-- Extracted data follows --

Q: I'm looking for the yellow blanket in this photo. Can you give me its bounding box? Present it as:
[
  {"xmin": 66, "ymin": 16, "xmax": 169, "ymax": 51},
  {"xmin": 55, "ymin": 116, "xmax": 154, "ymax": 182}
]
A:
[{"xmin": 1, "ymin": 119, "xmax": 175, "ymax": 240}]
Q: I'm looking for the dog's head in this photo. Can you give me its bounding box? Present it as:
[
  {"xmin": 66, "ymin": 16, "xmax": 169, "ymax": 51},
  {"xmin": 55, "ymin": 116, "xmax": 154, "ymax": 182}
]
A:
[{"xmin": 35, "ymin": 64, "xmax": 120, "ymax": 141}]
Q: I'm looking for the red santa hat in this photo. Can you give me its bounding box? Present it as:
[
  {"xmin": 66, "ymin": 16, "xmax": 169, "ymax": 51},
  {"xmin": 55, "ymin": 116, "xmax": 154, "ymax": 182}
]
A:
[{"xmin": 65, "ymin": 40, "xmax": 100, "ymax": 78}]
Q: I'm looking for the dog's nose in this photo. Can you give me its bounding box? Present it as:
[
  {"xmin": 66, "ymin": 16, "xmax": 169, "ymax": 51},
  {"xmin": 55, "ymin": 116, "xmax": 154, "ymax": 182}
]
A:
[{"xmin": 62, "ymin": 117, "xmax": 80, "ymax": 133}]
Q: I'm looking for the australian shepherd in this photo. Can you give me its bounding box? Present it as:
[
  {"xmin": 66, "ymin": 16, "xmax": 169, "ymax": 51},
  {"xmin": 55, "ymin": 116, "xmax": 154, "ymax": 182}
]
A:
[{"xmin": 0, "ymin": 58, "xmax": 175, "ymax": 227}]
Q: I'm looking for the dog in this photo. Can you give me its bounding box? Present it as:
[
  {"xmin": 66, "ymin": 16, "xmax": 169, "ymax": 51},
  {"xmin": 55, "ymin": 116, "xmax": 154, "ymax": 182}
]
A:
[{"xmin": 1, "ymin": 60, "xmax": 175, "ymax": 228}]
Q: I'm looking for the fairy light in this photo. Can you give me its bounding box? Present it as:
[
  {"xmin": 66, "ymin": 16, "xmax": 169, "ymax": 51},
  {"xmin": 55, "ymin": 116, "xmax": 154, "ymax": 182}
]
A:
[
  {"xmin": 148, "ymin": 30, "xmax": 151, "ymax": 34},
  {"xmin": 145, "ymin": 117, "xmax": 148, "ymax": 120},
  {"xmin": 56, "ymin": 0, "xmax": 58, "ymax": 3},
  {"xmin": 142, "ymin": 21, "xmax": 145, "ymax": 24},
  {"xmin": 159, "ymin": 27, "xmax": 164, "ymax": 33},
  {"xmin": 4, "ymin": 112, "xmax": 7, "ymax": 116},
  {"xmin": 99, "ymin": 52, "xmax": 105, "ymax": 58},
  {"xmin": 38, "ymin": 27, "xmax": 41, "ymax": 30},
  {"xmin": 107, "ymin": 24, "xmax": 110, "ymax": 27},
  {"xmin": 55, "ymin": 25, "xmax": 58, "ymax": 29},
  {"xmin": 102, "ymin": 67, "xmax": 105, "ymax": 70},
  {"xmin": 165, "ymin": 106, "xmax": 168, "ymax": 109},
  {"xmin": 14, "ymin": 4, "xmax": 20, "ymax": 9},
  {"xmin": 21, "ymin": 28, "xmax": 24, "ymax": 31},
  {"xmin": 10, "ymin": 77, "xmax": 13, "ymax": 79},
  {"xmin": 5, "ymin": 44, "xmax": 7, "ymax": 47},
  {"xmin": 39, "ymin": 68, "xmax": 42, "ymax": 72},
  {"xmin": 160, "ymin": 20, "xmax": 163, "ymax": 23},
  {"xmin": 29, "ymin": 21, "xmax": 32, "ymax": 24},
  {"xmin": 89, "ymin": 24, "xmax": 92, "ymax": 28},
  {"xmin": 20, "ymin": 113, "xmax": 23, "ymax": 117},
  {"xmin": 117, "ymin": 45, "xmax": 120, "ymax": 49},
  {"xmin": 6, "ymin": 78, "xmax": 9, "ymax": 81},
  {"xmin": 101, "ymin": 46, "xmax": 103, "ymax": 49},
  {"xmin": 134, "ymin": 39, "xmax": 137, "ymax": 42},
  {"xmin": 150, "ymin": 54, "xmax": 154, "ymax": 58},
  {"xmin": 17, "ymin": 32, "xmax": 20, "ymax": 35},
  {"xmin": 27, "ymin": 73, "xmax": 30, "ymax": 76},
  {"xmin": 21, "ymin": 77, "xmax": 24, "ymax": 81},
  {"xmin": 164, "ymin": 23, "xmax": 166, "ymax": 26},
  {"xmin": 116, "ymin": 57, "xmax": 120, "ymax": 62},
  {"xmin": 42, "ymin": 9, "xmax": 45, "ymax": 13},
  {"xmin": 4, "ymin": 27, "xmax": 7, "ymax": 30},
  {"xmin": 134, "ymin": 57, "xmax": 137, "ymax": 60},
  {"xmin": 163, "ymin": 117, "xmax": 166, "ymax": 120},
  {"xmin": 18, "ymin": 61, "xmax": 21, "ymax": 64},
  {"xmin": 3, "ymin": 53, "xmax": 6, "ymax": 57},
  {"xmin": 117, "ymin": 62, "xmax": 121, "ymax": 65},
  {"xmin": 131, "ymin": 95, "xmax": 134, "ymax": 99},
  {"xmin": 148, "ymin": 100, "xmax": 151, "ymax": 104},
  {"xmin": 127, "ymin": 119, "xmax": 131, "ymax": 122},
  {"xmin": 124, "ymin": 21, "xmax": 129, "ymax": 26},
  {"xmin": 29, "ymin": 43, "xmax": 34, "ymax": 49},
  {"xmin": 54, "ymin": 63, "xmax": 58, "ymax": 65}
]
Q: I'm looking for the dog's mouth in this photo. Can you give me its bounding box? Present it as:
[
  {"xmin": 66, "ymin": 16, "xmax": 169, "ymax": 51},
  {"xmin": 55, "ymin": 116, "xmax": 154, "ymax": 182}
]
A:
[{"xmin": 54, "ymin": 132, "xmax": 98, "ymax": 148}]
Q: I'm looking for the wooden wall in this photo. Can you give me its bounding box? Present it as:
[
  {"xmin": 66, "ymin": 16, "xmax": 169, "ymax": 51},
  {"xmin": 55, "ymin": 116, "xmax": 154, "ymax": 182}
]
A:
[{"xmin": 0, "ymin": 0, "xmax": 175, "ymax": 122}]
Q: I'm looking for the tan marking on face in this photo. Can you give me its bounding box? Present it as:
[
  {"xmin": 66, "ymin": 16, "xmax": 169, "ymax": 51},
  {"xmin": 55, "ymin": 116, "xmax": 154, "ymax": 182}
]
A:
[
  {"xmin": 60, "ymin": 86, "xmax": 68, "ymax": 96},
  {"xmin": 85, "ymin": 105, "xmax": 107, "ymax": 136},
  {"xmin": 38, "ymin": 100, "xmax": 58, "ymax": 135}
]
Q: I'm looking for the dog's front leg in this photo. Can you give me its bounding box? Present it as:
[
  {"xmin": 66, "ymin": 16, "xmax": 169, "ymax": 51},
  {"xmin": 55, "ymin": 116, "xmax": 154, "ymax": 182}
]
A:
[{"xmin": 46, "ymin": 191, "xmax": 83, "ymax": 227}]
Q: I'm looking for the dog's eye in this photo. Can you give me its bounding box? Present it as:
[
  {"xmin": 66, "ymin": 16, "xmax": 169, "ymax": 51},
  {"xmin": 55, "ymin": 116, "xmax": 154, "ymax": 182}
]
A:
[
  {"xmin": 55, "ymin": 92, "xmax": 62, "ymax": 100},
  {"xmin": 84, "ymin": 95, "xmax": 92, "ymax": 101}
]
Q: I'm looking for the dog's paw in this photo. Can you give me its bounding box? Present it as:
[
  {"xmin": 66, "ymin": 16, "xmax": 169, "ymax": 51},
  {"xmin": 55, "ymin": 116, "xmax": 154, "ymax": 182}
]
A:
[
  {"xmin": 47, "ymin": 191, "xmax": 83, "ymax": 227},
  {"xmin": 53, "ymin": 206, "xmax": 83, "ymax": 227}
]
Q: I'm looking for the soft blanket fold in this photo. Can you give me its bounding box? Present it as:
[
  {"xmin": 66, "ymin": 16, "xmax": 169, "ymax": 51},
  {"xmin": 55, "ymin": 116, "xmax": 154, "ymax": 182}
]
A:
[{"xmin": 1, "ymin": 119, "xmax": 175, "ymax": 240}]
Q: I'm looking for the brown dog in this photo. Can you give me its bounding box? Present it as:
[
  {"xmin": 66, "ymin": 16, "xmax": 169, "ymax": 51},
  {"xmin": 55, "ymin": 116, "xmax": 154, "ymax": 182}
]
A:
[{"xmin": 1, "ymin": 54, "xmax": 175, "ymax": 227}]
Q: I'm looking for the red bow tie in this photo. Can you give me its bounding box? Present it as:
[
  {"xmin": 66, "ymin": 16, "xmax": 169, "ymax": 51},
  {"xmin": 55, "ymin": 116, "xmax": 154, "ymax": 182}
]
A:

-- Extracted data concluded --

## Brief
In the records above, find every line containing the word "blanket" and show it.

## Reply
Q: I'm looking for the yellow blanket in this photo. Can you give me its bounding box? Present it as:
Q: I'm looking for the soft blanket fold in this photo. Can you give me its bounding box? Present it as:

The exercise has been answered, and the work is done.